> _TEXTE FOURNI_
☆ ☆ ☆
RP : comment a été accueilli le nouveau protocole sanitaire ?

Le nouveau protocole annoncé sur le Parisien a été vécu comme du mépris : par rapport à la décision de le transmettre dans un journal payant, mais aussi face à la multiplication des absences dans les classes, il paraissait totalement insuffisant.

Les enseignants se sentent maltraités : il y a un vrai sentiment d’échec et de maltraitance au travail face à l’impossibilité de pourvoir assurer sa progression pédagogique. Les classes se vidaient sans qu’on puisse suivre les élèves qui étaient absents.

Mais le malaise est véritablement plus profond. La pandémie est le miroir grossissant de nos mauvaises conditions de travail en temps normal. On a l’impression d’être maltraités et de maltraiter nos élèves en retour. Depuis que le lycée est fermé, j’ai enfin pu reprendre le contact avec mes élèves.

RP : comment s’est déroulée votre mobilisation ? Comment expliquer la décision de fermeture de l’inspection académique ?

Le lundi on s’est réuni pour décider d’une mobilisation et alerter l’inspection académique et le Rectorat. Nous avons décidé de nous mettre en grève le mardi, enseignants, Assistants d’Educations et agents. Le fait que nous soyons ensemble, toutes catégories confondues est important pour nous. Suite à une nouvelle AG, le mardi, la grève a été largement majoritaire : plus de 70% d’enseignants se sont mis en grève, la vie scolaire était totalement en grève, tout comme une bonne partie des agents d’entretien.
☆ ☆ ☆
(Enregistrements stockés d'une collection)
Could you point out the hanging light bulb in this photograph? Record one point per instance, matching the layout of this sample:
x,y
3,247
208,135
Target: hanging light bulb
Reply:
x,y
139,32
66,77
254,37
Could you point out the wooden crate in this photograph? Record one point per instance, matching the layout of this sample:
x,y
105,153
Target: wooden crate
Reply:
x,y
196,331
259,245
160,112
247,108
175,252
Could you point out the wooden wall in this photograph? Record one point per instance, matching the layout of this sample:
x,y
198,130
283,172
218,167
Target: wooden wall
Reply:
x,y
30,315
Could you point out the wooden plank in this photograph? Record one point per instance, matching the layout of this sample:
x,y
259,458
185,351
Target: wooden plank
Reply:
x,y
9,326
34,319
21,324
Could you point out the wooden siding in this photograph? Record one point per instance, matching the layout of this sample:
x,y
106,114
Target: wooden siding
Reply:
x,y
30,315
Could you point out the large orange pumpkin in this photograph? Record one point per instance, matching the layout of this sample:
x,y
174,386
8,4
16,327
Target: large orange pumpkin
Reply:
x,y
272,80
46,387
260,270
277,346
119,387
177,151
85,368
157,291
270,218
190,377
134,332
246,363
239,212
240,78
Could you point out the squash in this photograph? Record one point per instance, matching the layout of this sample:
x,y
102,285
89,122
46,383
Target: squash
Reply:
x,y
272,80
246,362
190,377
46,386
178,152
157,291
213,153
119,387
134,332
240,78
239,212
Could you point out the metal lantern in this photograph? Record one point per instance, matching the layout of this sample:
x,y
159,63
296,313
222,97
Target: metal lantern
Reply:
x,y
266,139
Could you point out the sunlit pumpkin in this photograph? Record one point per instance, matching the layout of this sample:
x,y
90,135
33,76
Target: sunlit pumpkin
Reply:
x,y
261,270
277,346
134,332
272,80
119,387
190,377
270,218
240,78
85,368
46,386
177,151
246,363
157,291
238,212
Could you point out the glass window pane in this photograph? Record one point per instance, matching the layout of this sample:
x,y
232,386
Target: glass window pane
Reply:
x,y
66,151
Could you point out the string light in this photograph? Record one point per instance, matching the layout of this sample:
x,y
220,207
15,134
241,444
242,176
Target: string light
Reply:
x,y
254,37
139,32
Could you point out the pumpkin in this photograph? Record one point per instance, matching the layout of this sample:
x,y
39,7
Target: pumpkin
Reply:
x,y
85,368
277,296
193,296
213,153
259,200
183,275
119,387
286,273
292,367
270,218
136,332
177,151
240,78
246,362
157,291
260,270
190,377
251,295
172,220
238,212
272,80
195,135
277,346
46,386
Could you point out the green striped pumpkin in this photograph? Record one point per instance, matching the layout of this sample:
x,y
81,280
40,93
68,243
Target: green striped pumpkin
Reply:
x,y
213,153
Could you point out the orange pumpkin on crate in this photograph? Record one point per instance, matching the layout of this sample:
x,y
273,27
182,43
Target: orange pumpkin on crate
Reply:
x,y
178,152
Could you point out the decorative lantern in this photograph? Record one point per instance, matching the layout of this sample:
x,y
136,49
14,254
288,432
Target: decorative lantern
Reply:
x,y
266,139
☆ ☆ ☆
> _CONSIGNES_
A. D'après le texte sur le protocole sanitaire, dans quel journal le nouveau protocole a-t-il été annoncé ?
B. Énumérez les catégories de personnel qui ont décidé de se mettre en grève le mardi, selon le texte sur le protocole sanitaire.
C. Poursuivez le texte sur le protocole sanitaire après sa dernière phrase.
Ces enregistrements n'ont aucun lien avec le texte sur le protocole sanitaire.

> _CORRIGÉ_
A. Dans le Parisien.

B. Les enseignants, les Assistants d'Educations et les agents.

C.
Ce qui explique ce front commun, ce sont d’abord nos habitudes de luttes. On fait toujours les Assemblées ensemble, le plus possible, toutes catégories confondues. Nous sommes tous des travailleurs de l’Education quelque soit notre statut. Et d’autant plus dans le contexte de la pandémie, nous sommes tous au même titre en première ligne du Covid. Pour les questions financières, on compte sur la solidarité en mettant en place une caisse de grève entre les personnels.

On avait décidé le mercredi de reprendre le travail et de faire un droit d’alerte pour pouvoir ensuite faire valoir un droit de retrait. L’objectif était de faire réagir la hiérarchie et faire intervenir le CHSCT départemental et académique pour qu’il y ait une enquête ; ce que ne désirait pas forcément notre hiérarchie. Les parents d’élèves commençaient à se mobiliser en publiant un communiqué, des rumeurs circulaient autour d’un potentiel blocus des élèves. C’est surement ça qui a poussé la direction académique a fermé. D’habitude, ils laissent pourrir les conflits.

C’est le mercredi qu’on nous a annoncé que le Rectorat avait décidé de la fermeture de l’établissement le lendemain. Depuis jeudi 6 janvier et pour toute la semaine, le lycée a fermé ses portes. La fermeture a été décidé, notamment par la pression du rapport de force.

RP : Quelles sont vos revendications ?

Nous on demande la réelle continuité pédagogique et la fermeture ne nous satisfait pas. Le problème c’est qu’on n’avait jamais les mêmes élèves en face de nous : où est la continuité pédagogique ? C’était de la garderie du Medef. Le lycée devenait un cluster géant et c’est face à l’absence de mesures pérennes pour ralentir la propagation du virus que la seule solution devenait la fermeture.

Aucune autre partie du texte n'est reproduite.